Location labeling records:
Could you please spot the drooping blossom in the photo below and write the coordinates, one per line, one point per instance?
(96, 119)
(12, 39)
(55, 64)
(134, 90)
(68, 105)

**TASK DIRECTIONS**
Transcribe every entry exactly.

**FULL SOLUTION**
Could you please spot the drooping blossom in the photo below and write the coordinates, one per line, one point per instance?
(96, 119)
(12, 39)
(55, 64)
(134, 90)
(68, 105)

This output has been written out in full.